## [To be done]
Copy out the rows below word for word, beginning with the first row and ending with the line that contains "top-left (93, 164), bottom-right (147, 192)", including both of those lines.

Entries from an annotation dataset
◇ ◇ ◇ ◇ ◇ ◇ ◇
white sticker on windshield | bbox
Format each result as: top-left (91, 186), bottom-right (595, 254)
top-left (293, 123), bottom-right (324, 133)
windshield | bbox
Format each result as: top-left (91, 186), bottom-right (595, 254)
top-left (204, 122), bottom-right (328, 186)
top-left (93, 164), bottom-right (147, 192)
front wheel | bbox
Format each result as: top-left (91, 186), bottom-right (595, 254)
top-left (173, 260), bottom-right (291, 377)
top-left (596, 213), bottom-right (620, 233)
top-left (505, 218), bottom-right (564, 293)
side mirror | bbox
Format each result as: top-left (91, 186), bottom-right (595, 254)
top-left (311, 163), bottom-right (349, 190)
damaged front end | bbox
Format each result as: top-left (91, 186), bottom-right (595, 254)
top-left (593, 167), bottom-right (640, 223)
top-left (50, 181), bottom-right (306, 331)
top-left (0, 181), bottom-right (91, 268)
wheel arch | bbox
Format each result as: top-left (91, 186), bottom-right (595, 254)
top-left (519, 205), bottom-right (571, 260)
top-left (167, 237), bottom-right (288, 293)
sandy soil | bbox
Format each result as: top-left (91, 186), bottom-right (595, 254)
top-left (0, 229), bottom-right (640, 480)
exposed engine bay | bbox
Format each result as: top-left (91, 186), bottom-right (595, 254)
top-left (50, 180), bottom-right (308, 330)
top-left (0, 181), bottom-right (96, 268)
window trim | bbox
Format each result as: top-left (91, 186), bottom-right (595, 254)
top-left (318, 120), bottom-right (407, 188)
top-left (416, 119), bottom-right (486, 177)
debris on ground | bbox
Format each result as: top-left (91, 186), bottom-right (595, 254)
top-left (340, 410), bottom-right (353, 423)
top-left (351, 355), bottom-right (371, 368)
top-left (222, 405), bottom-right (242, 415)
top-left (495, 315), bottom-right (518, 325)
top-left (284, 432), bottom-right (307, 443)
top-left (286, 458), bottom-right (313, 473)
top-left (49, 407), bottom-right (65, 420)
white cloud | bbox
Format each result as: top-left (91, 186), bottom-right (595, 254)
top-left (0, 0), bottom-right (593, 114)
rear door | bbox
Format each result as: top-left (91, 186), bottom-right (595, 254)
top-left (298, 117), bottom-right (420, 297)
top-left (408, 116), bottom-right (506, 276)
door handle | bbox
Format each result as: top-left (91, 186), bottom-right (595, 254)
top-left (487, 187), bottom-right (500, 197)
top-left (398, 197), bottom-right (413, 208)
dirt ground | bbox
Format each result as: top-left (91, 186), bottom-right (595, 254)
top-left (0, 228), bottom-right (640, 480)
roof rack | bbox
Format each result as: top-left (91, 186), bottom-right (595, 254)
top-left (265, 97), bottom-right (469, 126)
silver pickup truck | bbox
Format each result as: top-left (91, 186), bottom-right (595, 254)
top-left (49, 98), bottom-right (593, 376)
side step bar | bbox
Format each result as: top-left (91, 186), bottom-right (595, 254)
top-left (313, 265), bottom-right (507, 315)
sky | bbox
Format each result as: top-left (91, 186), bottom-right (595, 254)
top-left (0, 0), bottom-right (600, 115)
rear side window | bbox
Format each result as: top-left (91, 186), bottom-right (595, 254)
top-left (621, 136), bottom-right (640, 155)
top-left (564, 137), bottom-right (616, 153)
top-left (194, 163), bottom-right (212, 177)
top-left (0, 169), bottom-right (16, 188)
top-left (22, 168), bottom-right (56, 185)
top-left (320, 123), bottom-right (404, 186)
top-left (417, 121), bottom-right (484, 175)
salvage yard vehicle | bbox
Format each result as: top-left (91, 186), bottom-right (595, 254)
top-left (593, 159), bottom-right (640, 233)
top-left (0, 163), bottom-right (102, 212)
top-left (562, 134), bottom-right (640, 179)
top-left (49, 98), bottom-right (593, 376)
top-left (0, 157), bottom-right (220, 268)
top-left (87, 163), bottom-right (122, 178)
◇ ◇ ◇ ◇ ◇ ◇ ◇
## [Solution for this exercise]
white sticker on windshield | bbox
Format each result as: top-left (91, 186), bottom-right (595, 254)
top-left (293, 123), bottom-right (324, 133)
windshield | bbox
Format each result as: top-left (91, 186), bottom-right (595, 254)
top-left (204, 122), bottom-right (328, 186)
top-left (93, 164), bottom-right (147, 192)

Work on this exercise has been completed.